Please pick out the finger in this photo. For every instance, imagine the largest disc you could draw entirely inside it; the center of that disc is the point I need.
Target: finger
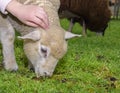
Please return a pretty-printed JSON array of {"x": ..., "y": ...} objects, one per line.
[
  {"x": 39, "y": 22},
  {"x": 29, "y": 23},
  {"x": 43, "y": 16}
]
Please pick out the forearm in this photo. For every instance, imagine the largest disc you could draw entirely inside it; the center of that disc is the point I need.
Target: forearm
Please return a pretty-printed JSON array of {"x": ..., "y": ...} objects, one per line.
[{"x": 3, "y": 5}]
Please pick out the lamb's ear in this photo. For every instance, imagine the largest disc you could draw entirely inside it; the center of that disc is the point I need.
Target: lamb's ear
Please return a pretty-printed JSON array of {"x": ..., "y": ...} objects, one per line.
[
  {"x": 35, "y": 35},
  {"x": 69, "y": 35}
]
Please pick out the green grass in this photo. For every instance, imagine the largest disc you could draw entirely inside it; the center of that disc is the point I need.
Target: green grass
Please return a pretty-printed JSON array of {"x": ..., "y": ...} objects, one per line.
[{"x": 91, "y": 65}]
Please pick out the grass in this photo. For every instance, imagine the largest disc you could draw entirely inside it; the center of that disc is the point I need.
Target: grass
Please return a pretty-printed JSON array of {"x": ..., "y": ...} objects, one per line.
[{"x": 91, "y": 65}]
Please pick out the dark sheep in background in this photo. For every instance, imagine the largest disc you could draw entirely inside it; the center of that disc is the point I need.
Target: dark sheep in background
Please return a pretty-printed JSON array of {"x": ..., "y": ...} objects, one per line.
[{"x": 91, "y": 14}]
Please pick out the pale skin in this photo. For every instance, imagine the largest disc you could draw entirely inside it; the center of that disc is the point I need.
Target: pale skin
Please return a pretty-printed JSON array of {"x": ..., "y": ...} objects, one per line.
[{"x": 30, "y": 15}]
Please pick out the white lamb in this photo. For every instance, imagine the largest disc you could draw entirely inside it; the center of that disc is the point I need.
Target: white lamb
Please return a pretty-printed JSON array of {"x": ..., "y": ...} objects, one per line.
[{"x": 42, "y": 48}]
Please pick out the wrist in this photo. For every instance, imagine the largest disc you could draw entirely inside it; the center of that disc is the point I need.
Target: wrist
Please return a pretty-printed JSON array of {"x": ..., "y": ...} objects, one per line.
[{"x": 13, "y": 7}]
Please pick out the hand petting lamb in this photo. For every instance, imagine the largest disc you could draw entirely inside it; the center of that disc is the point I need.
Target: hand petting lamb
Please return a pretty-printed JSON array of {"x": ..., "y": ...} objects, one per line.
[
  {"x": 91, "y": 14},
  {"x": 42, "y": 48}
]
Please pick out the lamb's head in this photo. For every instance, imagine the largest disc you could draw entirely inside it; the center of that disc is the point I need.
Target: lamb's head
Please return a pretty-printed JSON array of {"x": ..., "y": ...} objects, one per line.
[{"x": 44, "y": 49}]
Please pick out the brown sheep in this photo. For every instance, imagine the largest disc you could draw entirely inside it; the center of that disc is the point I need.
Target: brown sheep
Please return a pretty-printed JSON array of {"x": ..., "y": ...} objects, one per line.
[{"x": 91, "y": 14}]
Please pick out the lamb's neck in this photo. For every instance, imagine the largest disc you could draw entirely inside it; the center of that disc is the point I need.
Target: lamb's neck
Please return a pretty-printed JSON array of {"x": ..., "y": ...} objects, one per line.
[{"x": 51, "y": 8}]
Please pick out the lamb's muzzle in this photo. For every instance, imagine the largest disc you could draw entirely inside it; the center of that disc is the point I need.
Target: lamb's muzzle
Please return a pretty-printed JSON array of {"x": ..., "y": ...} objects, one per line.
[{"x": 43, "y": 48}]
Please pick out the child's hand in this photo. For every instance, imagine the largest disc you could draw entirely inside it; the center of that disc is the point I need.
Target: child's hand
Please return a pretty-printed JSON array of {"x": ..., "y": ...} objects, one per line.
[{"x": 30, "y": 15}]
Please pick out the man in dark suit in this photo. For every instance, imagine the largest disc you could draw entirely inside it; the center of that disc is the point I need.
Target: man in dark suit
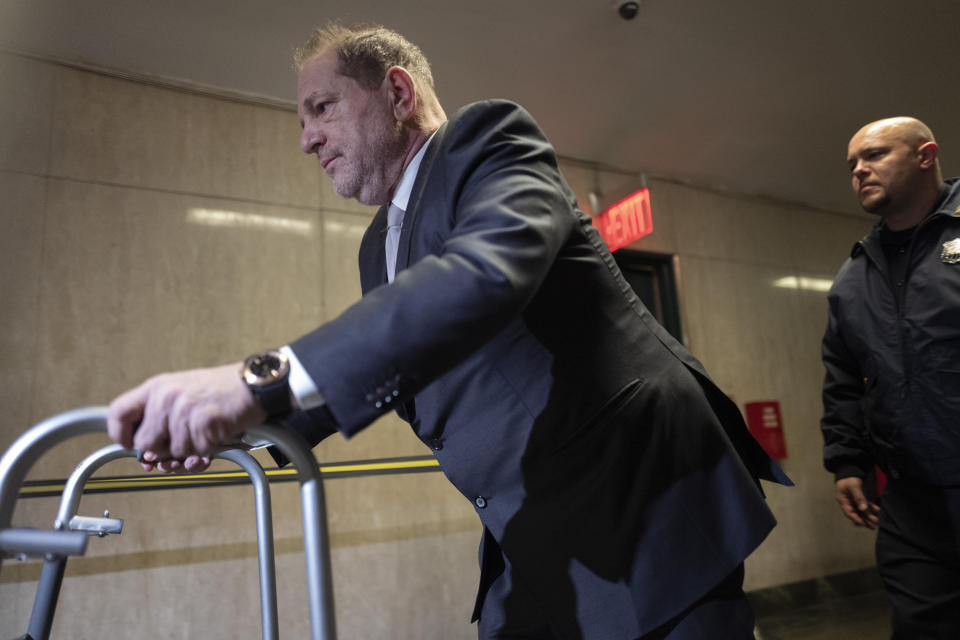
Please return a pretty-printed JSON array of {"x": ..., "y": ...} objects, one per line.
[{"x": 617, "y": 486}]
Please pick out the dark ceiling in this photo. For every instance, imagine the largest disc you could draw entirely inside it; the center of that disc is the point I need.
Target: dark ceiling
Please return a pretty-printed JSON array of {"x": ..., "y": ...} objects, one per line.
[{"x": 758, "y": 97}]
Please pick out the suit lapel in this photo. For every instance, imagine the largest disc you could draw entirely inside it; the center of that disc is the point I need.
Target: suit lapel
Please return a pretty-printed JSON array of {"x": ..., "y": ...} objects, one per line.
[
  {"x": 412, "y": 214},
  {"x": 373, "y": 263}
]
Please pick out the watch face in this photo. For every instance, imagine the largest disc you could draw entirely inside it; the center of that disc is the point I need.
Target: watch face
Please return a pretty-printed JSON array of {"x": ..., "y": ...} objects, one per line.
[{"x": 265, "y": 368}]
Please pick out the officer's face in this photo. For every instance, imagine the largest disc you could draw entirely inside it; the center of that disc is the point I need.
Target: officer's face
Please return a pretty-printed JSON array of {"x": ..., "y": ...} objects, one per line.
[{"x": 884, "y": 168}]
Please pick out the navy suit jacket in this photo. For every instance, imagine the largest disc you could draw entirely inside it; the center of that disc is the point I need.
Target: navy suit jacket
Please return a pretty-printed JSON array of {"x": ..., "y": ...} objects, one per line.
[{"x": 620, "y": 483}]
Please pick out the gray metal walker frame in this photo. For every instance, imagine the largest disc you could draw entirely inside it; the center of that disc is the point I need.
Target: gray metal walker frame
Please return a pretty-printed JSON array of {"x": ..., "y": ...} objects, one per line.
[{"x": 70, "y": 533}]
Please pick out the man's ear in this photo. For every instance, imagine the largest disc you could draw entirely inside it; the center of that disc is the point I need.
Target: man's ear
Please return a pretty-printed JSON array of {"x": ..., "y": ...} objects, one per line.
[
  {"x": 402, "y": 93},
  {"x": 927, "y": 153}
]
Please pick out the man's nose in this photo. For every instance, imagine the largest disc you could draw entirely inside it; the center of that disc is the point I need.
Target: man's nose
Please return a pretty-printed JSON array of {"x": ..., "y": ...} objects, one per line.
[
  {"x": 311, "y": 139},
  {"x": 859, "y": 170}
]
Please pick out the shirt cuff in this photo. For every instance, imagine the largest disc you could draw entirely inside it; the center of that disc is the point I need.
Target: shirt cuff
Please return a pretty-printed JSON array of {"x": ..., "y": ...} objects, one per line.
[{"x": 302, "y": 386}]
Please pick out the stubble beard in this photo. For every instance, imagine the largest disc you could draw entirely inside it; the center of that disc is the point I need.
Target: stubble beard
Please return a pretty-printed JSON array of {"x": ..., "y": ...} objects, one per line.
[{"x": 369, "y": 177}]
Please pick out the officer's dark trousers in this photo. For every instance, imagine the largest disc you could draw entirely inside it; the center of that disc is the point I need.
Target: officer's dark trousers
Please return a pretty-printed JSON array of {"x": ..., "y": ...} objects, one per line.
[{"x": 918, "y": 555}]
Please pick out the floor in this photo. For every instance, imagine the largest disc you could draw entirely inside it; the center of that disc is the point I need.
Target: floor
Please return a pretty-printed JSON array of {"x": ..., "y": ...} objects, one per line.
[{"x": 846, "y": 607}]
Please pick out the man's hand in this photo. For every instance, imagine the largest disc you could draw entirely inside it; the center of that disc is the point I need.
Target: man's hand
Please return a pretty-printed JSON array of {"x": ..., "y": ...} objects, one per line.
[
  {"x": 186, "y": 416},
  {"x": 853, "y": 502}
]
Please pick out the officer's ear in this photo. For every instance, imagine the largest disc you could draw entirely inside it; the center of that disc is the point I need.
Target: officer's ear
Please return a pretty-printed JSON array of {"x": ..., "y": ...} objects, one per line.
[{"x": 927, "y": 153}]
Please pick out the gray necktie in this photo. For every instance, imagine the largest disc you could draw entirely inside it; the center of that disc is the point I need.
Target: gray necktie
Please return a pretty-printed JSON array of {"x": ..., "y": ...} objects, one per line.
[{"x": 394, "y": 222}]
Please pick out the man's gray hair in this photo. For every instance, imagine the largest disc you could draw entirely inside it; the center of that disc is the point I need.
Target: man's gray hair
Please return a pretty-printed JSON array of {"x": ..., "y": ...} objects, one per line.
[{"x": 365, "y": 53}]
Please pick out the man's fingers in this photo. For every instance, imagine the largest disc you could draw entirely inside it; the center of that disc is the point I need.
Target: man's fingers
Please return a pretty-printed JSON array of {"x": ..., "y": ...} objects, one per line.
[{"x": 125, "y": 414}]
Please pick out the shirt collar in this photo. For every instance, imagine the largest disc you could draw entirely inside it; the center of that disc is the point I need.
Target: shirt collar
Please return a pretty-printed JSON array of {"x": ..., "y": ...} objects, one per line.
[{"x": 401, "y": 197}]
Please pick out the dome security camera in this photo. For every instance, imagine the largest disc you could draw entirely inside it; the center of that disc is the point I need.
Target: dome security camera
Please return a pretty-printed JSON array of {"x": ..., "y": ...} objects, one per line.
[{"x": 628, "y": 10}]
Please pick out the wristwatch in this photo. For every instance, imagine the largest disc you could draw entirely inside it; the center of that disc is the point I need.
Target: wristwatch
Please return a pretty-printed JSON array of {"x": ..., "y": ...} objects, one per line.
[{"x": 266, "y": 376}]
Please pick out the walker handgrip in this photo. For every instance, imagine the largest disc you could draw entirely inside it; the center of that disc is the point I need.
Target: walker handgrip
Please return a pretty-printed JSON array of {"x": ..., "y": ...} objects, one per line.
[{"x": 39, "y": 542}]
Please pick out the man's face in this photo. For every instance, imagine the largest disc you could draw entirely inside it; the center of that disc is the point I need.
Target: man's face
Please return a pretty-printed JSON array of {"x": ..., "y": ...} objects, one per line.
[
  {"x": 884, "y": 168},
  {"x": 353, "y": 131}
]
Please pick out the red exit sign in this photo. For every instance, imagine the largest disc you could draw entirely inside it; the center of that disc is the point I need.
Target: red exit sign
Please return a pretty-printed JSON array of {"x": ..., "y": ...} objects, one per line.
[{"x": 628, "y": 220}]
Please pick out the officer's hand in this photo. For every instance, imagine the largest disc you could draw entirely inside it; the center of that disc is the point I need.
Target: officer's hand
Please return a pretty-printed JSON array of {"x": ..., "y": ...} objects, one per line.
[{"x": 855, "y": 506}]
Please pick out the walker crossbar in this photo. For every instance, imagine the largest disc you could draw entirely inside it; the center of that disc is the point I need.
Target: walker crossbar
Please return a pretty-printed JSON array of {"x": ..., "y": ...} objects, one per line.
[{"x": 58, "y": 544}]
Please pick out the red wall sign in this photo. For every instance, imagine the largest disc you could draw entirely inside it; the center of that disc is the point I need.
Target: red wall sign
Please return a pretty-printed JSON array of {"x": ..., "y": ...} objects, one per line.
[
  {"x": 765, "y": 424},
  {"x": 628, "y": 220}
]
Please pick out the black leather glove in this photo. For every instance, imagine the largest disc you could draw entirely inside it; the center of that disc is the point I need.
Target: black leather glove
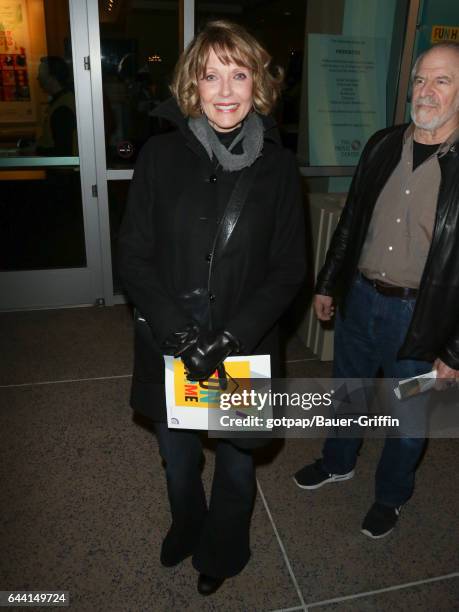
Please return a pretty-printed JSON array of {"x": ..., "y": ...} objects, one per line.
[
  {"x": 180, "y": 342},
  {"x": 208, "y": 353}
]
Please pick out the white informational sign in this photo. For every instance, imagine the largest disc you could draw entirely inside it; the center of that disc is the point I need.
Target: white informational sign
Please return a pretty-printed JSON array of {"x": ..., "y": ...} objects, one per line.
[
  {"x": 188, "y": 403},
  {"x": 346, "y": 96}
]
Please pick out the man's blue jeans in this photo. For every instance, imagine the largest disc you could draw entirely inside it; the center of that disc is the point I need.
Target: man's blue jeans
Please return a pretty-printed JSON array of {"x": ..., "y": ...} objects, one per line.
[{"x": 367, "y": 339}]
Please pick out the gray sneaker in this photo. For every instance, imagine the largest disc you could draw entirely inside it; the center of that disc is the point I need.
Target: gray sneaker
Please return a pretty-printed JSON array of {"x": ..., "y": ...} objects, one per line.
[{"x": 314, "y": 476}]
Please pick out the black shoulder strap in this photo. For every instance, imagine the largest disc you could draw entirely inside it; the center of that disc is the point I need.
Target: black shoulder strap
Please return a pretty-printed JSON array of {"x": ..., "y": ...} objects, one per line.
[{"x": 233, "y": 209}]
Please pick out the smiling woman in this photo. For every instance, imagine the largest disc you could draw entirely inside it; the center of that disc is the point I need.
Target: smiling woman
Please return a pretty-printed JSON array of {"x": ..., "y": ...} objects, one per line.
[
  {"x": 223, "y": 167},
  {"x": 225, "y": 91}
]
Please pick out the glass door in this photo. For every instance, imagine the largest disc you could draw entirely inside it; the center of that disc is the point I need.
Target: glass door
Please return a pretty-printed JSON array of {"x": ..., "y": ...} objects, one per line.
[
  {"x": 134, "y": 47},
  {"x": 50, "y": 252}
]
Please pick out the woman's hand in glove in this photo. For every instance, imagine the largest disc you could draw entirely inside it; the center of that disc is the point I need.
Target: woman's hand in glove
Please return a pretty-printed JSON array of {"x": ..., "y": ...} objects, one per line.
[
  {"x": 209, "y": 352},
  {"x": 181, "y": 341}
]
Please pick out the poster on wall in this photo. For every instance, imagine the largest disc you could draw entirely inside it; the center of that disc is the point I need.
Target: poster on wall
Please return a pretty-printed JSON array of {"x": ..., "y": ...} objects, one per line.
[
  {"x": 15, "y": 98},
  {"x": 347, "y": 96}
]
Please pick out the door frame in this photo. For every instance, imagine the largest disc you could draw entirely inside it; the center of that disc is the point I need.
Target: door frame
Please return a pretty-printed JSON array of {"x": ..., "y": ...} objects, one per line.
[{"x": 57, "y": 288}]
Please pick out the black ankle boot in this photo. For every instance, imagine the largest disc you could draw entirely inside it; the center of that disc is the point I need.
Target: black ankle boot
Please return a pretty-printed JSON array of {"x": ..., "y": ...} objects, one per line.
[
  {"x": 209, "y": 584},
  {"x": 171, "y": 555}
]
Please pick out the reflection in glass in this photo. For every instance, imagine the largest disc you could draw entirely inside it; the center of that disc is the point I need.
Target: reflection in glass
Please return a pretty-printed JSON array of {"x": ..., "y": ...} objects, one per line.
[
  {"x": 139, "y": 48},
  {"x": 41, "y": 214},
  {"x": 37, "y": 100},
  {"x": 41, "y": 220}
]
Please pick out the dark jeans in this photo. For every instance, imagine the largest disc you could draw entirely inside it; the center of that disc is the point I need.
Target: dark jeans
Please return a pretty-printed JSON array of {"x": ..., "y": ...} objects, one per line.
[
  {"x": 368, "y": 338},
  {"x": 217, "y": 535}
]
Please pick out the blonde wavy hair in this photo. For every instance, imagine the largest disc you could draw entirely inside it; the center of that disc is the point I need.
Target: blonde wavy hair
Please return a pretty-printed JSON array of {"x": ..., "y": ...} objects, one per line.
[{"x": 232, "y": 44}]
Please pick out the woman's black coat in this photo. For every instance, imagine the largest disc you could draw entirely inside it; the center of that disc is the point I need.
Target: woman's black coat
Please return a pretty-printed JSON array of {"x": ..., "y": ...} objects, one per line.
[{"x": 175, "y": 200}]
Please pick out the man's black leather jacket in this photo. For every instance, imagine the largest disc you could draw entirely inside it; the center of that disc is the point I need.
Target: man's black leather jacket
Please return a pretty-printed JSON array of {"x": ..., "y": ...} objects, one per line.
[{"x": 434, "y": 328}]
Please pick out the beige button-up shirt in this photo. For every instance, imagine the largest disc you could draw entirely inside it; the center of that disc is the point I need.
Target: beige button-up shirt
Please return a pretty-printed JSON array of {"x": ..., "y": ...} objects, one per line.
[{"x": 401, "y": 227}]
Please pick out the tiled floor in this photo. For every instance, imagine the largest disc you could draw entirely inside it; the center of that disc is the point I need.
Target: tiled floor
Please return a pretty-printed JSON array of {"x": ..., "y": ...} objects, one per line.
[{"x": 83, "y": 500}]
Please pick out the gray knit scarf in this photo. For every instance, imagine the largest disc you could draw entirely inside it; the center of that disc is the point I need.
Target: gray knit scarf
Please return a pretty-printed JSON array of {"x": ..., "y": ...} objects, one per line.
[{"x": 251, "y": 137}]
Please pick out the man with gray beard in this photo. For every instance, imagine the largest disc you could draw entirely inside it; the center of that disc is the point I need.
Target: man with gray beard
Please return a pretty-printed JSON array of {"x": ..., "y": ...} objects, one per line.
[{"x": 392, "y": 270}]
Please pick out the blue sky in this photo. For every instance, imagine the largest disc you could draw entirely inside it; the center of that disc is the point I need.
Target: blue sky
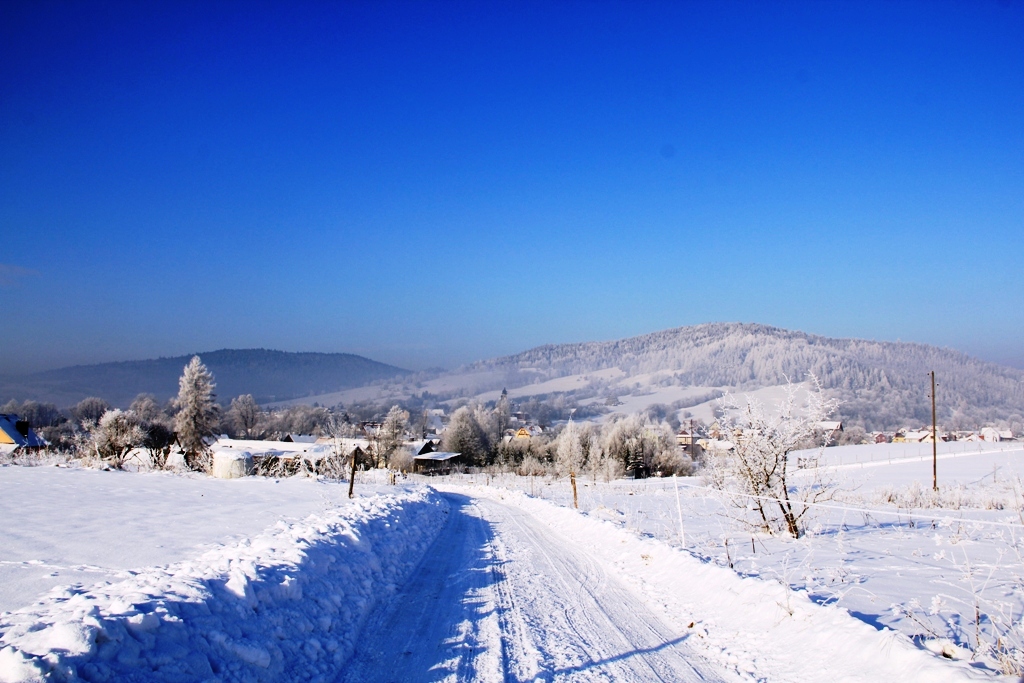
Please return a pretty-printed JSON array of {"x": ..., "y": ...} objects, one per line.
☆ ☆ ☆ ☆
REQUIRED WORK.
Find the line containing "Please pick out the man with" in the listing above. Restate it and every line after it, word for word, through the final line, leaving out the pictures.

SOLUTION TO THE PROBLEM.
Please pick out the man with gray beard in this photo. For every instance, imagine the largest disc you could draw entirely inside it; the center of that disc is the point I need.
Target: man with gray beard
Please return a pretty-printed JSON array of {"x": ..., "y": ...} objects, one per line.
[{"x": 392, "y": 270}]
Please pick out the blue sky in this photo. For every instance, imagine the largest disc you could draw entirely inside it; the center of that disc is the point I need.
Target: blue sky
Please return a pretty-printed JSON array of {"x": ..., "y": ...} objects, one per line.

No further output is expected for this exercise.